**TASK INSTRUCTIONS**
Nothing but the line holding "Then locate the parked" and the lines after it, through the end of the records, should be set down, each exactly as it is.

[Opening MATERIAL PROVIDED section]

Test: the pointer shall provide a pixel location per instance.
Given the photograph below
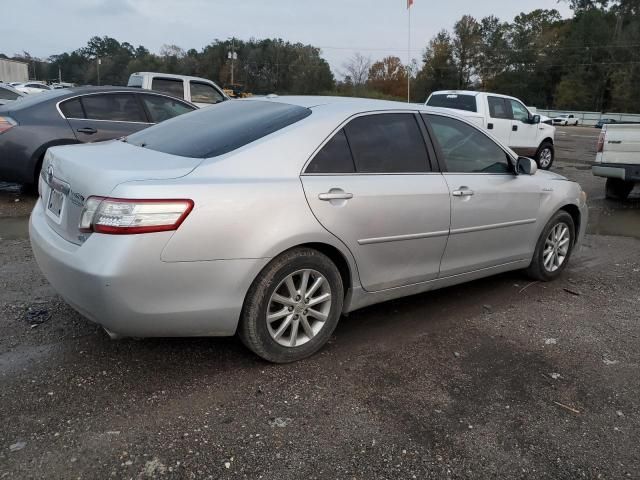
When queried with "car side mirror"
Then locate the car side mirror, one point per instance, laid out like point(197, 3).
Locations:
point(526, 166)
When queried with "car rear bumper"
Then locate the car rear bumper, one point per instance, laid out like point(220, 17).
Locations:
point(630, 173)
point(121, 283)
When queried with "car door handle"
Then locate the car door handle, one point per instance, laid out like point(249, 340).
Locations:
point(87, 130)
point(462, 192)
point(334, 195)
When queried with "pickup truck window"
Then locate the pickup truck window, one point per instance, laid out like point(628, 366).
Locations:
point(520, 112)
point(454, 100)
point(172, 86)
point(498, 108)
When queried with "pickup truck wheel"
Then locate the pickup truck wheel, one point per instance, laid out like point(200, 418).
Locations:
point(293, 306)
point(617, 189)
point(545, 156)
point(554, 248)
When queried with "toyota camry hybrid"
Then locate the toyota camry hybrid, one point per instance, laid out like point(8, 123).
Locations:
point(272, 217)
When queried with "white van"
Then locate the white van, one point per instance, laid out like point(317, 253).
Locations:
point(199, 91)
point(506, 118)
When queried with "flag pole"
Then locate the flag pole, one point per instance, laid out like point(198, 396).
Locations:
point(409, 3)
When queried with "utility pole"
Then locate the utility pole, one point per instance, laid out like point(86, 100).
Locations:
point(233, 56)
point(409, 5)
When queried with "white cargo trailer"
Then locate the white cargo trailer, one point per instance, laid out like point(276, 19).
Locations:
point(13, 71)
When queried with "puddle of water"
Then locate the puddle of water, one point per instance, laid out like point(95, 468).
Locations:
point(623, 222)
point(14, 228)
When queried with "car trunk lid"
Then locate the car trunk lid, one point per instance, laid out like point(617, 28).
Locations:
point(71, 174)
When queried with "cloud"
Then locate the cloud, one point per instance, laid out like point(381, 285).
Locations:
point(108, 7)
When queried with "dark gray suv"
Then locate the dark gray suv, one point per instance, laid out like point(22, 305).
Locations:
point(75, 115)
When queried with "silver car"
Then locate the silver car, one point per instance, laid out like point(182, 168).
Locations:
point(271, 217)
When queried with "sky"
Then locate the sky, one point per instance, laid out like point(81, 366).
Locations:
point(375, 28)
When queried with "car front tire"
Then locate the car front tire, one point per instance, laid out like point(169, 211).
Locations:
point(617, 189)
point(554, 248)
point(292, 307)
point(545, 156)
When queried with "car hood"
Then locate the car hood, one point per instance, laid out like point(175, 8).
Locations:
point(551, 175)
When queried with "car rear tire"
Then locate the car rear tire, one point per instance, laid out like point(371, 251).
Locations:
point(292, 307)
point(545, 156)
point(554, 248)
point(617, 189)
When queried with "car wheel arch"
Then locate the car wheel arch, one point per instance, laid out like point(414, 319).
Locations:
point(346, 265)
point(574, 211)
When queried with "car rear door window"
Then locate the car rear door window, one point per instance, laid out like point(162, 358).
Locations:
point(498, 108)
point(204, 93)
point(116, 107)
point(72, 108)
point(387, 143)
point(465, 149)
point(334, 157)
point(172, 86)
point(163, 108)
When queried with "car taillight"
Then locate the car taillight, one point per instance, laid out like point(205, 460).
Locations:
point(120, 216)
point(7, 123)
point(600, 146)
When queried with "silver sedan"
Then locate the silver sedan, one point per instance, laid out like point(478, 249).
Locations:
point(270, 218)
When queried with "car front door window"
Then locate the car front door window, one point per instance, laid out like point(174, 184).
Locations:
point(467, 150)
point(493, 211)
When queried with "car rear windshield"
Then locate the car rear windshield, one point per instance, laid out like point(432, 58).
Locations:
point(454, 100)
point(218, 129)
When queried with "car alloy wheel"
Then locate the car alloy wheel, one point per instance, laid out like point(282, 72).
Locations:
point(556, 247)
point(299, 308)
point(553, 248)
point(293, 306)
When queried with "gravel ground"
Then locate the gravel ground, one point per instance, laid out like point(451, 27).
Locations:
point(500, 378)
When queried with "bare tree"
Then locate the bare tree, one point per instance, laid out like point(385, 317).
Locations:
point(357, 69)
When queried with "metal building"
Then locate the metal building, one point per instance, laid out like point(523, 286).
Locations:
point(13, 71)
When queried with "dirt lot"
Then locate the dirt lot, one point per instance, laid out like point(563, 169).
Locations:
point(500, 378)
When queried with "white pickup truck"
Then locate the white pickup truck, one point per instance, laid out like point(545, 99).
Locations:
point(199, 91)
point(506, 118)
point(618, 159)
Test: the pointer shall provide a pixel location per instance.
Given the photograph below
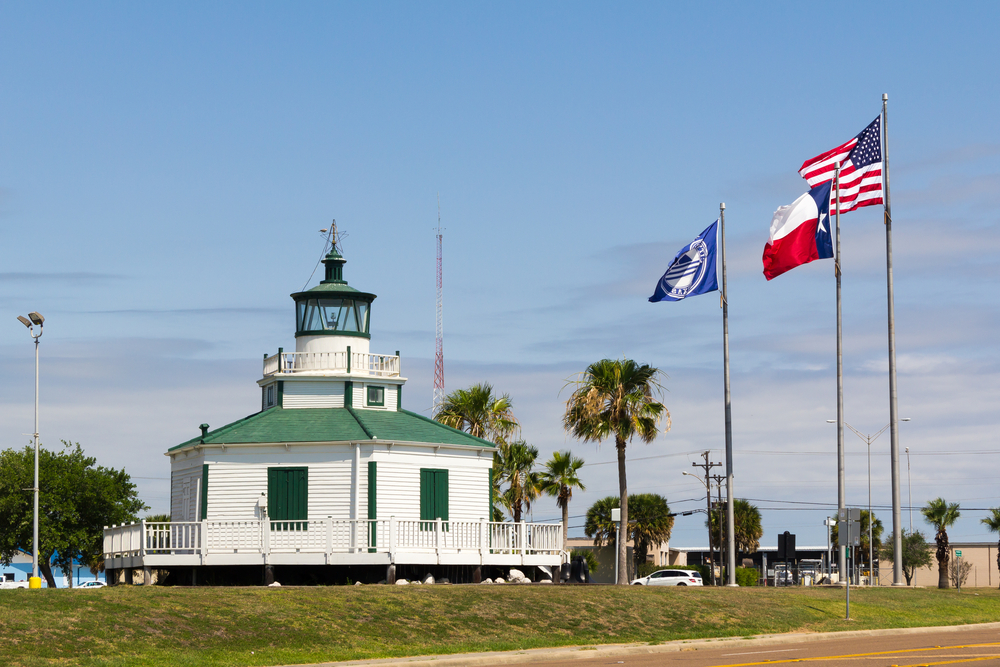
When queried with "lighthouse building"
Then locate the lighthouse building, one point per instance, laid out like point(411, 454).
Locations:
point(331, 472)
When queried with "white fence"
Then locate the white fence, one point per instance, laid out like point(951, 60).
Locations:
point(362, 363)
point(490, 541)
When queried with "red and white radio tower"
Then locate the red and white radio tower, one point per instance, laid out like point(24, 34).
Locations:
point(439, 331)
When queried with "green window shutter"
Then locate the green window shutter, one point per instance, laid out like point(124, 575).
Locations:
point(489, 512)
point(372, 505)
point(204, 492)
point(426, 496)
point(441, 494)
point(288, 496)
point(433, 496)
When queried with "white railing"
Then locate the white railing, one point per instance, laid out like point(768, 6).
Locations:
point(362, 363)
point(330, 536)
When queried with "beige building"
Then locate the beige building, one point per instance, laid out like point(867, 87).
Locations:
point(981, 555)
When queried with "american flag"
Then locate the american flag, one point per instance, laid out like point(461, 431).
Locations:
point(860, 170)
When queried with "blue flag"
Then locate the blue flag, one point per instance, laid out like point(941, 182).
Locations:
point(693, 270)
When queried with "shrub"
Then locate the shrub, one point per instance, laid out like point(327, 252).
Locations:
point(746, 576)
point(589, 557)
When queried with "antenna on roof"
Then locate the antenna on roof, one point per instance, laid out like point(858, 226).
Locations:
point(439, 330)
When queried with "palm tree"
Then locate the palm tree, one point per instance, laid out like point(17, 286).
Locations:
point(650, 525)
point(615, 397)
point(561, 476)
point(915, 553)
point(599, 524)
point(516, 459)
point(877, 529)
point(941, 515)
point(479, 413)
point(993, 523)
point(746, 520)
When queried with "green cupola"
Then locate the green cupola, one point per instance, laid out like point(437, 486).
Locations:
point(332, 309)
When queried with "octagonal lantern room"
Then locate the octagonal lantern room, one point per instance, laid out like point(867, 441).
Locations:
point(333, 315)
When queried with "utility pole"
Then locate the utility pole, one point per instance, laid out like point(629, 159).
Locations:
point(708, 506)
point(723, 554)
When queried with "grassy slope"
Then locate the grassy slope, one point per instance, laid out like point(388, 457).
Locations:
point(222, 626)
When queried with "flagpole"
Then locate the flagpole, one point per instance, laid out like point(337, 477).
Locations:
point(841, 484)
point(897, 538)
point(730, 498)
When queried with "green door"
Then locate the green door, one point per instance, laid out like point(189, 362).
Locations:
point(433, 496)
point(288, 498)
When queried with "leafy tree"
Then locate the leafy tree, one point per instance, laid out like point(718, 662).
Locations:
point(76, 499)
point(593, 564)
point(877, 530)
point(516, 459)
point(615, 397)
point(958, 572)
point(650, 524)
point(747, 522)
point(993, 523)
point(599, 525)
point(916, 553)
point(560, 477)
point(941, 515)
point(480, 413)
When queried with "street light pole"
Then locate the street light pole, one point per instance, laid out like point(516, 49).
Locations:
point(708, 513)
point(869, 439)
point(34, 319)
point(909, 489)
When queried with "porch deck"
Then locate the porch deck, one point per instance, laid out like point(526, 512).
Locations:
point(331, 542)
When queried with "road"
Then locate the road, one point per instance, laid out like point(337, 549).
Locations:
point(902, 649)
point(910, 647)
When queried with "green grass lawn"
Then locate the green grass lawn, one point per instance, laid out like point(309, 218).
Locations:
point(268, 626)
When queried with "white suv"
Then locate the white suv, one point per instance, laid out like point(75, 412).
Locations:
point(670, 578)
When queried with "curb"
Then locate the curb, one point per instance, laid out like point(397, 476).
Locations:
point(529, 656)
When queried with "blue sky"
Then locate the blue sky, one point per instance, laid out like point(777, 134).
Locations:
point(165, 169)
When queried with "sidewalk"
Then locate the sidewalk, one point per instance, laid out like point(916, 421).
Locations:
point(541, 655)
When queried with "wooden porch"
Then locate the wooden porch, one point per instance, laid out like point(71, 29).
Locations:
point(331, 542)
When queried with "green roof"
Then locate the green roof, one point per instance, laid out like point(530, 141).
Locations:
point(332, 289)
point(335, 424)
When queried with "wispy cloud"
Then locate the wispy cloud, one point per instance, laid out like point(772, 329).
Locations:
point(69, 277)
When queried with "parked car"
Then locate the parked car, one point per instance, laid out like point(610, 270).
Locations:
point(670, 578)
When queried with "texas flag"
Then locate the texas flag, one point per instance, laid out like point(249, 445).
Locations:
point(800, 232)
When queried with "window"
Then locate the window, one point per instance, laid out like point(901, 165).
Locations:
point(433, 496)
point(344, 315)
point(288, 498)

[Closing MATERIAL PROVIDED section]

**SOLUTION**
Then locate the parked car, one point per instance, laid out like point(610, 270).
Locations:
point(670, 578)
When queried with "texas flag"
Then locate the texas flag, one point per instance, laid out like point(249, 445).
Locations:
point(800, 232)
When queried with "window"
Then locate the window, one point per instance, laid out like point(901, 165).
Locations:
point(433, 496)
point(344, 315)
point(288, 498)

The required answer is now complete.